**What to do:**
Produce as output only the lines below starting at the line with "Query: pink flower cluster" and continuing through the line with "[(551, 119), (365, 111)]", each one exactly as written.

─── Provided material

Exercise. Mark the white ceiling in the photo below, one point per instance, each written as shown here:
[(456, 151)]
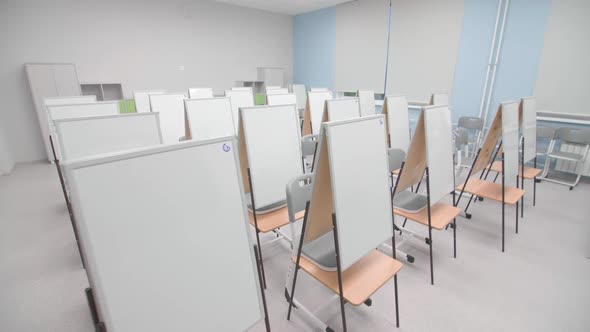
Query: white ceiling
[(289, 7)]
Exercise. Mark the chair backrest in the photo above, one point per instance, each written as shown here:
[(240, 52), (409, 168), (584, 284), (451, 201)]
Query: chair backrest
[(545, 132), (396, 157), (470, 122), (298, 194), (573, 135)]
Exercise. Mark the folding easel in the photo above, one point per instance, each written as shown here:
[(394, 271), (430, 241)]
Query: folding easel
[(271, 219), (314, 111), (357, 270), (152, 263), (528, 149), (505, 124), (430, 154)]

──────
─── Provided material

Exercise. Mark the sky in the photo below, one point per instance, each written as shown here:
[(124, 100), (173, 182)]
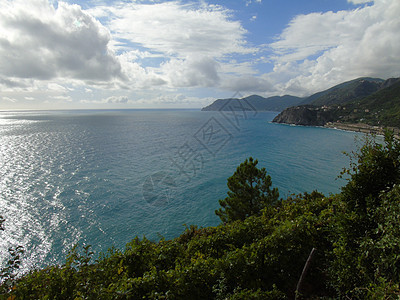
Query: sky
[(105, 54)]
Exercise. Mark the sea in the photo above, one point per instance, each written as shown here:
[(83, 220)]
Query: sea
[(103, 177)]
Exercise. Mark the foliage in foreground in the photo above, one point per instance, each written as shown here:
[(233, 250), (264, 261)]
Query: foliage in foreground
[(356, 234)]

──────
─── Provided material

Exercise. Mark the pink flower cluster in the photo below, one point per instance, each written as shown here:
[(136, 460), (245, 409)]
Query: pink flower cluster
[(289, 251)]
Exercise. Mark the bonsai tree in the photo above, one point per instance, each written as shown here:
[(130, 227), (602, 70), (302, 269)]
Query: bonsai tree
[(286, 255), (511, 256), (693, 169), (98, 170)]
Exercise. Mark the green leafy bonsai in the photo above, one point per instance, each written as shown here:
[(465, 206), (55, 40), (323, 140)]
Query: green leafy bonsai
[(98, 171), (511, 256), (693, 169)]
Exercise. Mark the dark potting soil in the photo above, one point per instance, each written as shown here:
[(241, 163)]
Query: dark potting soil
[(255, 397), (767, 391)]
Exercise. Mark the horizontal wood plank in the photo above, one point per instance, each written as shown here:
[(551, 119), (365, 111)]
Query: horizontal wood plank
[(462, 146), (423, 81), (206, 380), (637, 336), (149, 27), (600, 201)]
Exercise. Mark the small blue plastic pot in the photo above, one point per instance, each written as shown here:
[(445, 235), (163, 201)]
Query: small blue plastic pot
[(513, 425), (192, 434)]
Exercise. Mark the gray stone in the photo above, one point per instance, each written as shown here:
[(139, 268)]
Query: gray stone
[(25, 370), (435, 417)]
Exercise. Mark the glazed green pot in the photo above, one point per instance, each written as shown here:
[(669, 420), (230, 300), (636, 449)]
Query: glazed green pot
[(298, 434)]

──────

**Exercise result:**
Query: pink flower cluster
[(289, 251)]
Exercise. Mark the bonsai tree in the photo above, one point per instance, each written as shown here:
[(130, 227), (602, 70), (302, 269)]
Query: bonsai tree
[(286, 255), (511, 256), (693, 169), (98, 170)]
Exercise. Mark the green leafy bonsai in the photo above, one point per instance, each written as shown here:
[(465, 206), (55, 40), (323, 140)]
Query: green leafy bonsai
[(98, 171), (511, 256), (693, 169)]
Exercise. Mark the dark potting soil in the photo above, one point per instance, each written as shown here:
[(241, 163)]
Query: dark potting soil
[(255, 397), (767, 391)]
Exercise. Mark the horizontal wood plank in the photo above, one point per instance, each written as shown here:
[(551, 119), (365, 111)]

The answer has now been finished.